Records of labeled points:
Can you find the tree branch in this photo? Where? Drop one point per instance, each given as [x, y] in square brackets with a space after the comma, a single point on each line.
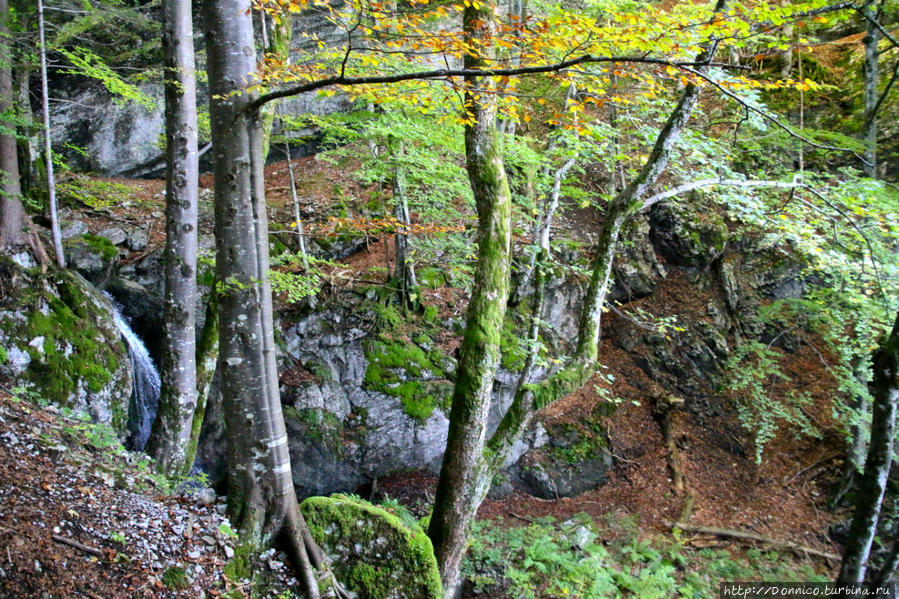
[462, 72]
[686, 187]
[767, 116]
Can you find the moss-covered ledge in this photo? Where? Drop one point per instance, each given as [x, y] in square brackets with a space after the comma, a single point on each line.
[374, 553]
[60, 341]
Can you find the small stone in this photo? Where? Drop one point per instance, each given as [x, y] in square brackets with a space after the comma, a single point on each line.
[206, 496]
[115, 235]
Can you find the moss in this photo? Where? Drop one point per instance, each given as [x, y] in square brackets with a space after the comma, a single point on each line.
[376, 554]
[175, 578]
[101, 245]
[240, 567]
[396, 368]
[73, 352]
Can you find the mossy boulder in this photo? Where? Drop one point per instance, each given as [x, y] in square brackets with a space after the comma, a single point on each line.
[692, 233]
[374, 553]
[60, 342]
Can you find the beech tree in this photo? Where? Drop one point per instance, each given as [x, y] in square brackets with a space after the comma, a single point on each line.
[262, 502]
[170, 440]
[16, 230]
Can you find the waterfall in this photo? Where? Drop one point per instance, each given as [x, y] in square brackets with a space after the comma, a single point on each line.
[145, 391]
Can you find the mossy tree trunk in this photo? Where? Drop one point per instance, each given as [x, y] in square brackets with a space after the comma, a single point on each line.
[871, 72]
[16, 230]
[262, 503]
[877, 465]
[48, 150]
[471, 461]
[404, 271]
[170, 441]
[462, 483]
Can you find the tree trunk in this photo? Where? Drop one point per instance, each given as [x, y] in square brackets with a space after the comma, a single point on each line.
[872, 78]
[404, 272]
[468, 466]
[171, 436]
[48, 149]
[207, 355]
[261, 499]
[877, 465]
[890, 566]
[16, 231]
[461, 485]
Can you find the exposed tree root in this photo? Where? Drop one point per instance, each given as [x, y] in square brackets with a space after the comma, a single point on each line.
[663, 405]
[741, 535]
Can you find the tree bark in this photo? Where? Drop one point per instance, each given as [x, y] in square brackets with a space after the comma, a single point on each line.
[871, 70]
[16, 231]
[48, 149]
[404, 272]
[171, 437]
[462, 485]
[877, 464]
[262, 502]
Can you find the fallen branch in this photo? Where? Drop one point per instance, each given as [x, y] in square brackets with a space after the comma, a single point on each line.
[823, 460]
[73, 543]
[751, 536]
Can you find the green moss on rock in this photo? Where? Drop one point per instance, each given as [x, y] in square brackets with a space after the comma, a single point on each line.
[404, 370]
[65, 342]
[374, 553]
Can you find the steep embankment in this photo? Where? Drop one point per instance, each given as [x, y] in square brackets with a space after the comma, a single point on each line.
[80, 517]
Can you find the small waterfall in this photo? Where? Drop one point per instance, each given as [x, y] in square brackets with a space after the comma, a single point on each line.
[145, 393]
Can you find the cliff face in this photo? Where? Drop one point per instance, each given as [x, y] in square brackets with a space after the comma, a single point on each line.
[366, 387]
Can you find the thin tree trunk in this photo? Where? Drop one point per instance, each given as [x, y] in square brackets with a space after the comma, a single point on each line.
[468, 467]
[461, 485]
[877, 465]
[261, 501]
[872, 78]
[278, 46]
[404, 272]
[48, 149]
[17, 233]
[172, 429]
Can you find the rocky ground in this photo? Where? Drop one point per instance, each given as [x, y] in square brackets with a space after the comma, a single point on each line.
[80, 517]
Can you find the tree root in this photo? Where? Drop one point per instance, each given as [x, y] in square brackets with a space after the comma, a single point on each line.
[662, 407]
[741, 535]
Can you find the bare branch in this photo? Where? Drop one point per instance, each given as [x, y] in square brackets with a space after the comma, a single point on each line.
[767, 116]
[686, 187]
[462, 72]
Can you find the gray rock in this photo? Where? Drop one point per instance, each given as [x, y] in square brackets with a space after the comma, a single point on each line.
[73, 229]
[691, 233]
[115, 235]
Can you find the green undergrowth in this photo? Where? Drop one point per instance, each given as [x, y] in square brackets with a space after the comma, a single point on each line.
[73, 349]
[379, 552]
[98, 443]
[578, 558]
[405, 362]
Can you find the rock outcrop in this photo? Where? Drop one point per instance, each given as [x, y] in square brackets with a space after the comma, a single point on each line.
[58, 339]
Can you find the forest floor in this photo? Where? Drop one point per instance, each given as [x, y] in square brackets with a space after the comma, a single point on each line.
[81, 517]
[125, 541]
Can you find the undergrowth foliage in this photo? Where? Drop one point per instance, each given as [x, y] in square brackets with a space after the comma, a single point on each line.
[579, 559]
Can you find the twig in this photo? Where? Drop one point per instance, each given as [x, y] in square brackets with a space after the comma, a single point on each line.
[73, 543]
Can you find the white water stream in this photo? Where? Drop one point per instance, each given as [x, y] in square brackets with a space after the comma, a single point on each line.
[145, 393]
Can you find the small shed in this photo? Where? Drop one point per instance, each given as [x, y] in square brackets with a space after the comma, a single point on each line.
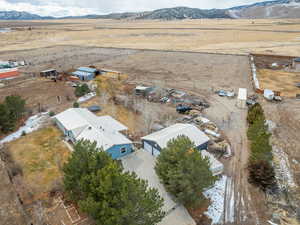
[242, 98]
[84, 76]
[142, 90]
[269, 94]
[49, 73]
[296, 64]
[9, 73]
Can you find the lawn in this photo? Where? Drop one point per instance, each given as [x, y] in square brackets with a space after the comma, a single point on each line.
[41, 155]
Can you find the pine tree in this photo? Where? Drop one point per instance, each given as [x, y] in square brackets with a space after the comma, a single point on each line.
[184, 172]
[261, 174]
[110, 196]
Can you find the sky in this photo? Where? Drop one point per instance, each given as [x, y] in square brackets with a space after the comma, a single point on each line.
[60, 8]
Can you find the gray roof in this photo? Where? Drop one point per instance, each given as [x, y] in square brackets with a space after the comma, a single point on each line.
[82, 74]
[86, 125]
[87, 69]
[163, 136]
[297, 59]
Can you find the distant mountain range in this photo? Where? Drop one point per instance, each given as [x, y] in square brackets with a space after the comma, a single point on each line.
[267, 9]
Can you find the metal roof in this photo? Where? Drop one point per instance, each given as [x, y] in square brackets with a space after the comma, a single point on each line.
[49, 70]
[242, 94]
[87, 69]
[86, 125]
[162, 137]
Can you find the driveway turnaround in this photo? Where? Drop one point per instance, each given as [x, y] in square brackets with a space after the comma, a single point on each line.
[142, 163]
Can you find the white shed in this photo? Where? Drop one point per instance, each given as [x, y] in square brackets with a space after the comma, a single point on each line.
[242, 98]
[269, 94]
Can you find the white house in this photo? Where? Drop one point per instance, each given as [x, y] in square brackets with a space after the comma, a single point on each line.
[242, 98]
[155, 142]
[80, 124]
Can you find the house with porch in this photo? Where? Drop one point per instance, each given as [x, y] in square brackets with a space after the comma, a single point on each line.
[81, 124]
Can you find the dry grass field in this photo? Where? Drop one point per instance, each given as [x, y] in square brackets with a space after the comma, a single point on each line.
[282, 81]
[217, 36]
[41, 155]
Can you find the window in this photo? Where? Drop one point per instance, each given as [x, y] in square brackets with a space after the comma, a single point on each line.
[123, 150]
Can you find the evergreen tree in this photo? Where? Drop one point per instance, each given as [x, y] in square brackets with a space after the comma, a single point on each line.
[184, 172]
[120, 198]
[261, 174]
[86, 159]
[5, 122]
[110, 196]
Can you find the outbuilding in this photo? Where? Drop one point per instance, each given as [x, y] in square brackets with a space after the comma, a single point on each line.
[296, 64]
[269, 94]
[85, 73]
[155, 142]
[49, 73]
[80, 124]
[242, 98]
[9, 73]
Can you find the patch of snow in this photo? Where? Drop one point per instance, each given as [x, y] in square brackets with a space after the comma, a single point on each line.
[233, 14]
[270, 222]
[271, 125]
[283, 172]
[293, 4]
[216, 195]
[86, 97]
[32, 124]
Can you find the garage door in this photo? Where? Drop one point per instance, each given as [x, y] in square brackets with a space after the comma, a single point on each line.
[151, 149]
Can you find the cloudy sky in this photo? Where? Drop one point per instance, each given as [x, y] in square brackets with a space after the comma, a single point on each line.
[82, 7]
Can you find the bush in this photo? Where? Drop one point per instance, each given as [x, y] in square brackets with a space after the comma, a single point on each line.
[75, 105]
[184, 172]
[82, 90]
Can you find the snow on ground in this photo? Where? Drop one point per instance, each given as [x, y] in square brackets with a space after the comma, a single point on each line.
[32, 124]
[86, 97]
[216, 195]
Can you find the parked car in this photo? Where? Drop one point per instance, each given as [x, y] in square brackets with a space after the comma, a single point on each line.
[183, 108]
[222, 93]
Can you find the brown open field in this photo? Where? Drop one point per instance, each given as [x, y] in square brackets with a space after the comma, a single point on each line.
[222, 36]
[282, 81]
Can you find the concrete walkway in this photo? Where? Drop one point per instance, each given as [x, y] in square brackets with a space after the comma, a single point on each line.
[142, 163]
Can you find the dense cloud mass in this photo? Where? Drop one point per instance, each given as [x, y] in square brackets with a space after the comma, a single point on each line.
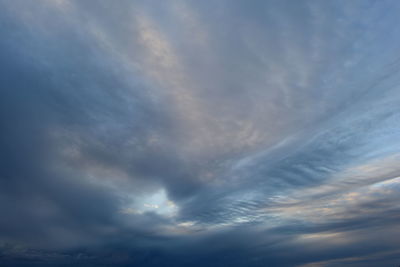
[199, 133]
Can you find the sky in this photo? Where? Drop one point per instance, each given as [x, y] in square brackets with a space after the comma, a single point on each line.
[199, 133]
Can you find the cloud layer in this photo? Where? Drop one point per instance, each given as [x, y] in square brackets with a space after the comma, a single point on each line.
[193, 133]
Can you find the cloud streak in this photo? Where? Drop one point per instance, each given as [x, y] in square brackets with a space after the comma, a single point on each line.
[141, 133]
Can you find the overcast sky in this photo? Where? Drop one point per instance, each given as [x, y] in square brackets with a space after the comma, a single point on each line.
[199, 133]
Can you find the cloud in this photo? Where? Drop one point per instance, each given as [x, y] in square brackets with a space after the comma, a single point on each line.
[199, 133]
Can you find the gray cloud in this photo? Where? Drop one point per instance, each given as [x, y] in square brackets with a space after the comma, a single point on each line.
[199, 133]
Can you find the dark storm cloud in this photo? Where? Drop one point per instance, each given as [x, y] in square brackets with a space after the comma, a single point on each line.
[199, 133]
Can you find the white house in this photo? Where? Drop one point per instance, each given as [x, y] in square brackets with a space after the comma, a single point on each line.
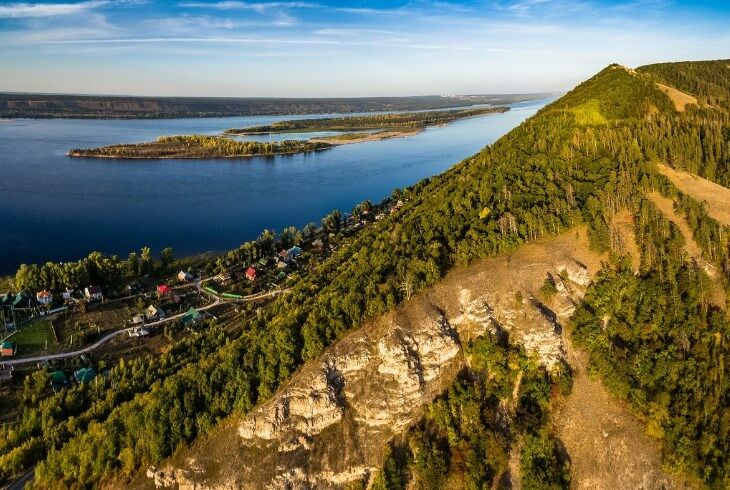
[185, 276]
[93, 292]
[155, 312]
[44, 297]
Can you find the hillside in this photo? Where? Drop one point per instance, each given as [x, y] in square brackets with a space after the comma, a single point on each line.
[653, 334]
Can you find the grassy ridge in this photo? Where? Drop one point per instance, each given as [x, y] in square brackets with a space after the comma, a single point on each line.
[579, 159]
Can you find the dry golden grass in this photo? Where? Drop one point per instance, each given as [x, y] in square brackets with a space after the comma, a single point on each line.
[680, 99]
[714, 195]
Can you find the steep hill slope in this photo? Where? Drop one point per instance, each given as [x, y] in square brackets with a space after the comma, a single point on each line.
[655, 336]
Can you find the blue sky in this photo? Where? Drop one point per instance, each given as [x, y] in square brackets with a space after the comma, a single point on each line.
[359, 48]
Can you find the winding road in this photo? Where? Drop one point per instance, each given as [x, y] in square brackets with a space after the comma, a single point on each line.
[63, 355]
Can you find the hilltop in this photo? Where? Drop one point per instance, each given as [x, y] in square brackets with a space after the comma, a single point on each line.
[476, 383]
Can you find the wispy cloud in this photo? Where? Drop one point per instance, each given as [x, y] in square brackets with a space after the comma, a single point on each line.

[Your objective]
Lines from the one containing "Can you find the grassy" through the final line are to be given again verbatim, with nothing before or after.

[Written response]
Can you find the grassy ridge in this photo? Where? Drop one point per instance, each given as [x, y] in square brackets with a space after the comma, a single point on each line.
[579, 159]
Can you find the dry golden grass in this photo? Where? Drop one point per instance, each given as [x, y] in square brackets with a space after the comma, a single point on each line.
[680, 99]
[714, 195]
Can you find the steep hill slope in this photo? Where? Drop one point per instance, each given as [x, y] in square brackets with a space after the comma, a single point on each line.
[655, 336]
Can you find the blue sky in this photo? Where? Drop one point per instance, each given as [x, y] in square brackets with a space after the comma, a single point on each line.
[359, 48]
Can you find the winding road in this photo? Where? Drop one point per instance, each given as [x, y] in square brackets with a space after the comma, a single point on each line.
[63, 355]
Can you find the hilltop in this photo? Where? Drop one point per instance, each given as [x, y] in square brackets with a space after the comma, a single point on each line.
[476, 383]
Can you find the wispy cloud in this photo? Where? Drop one point per instance, each given as [x, y] in square brackets with a space after the comma, a single point on each line.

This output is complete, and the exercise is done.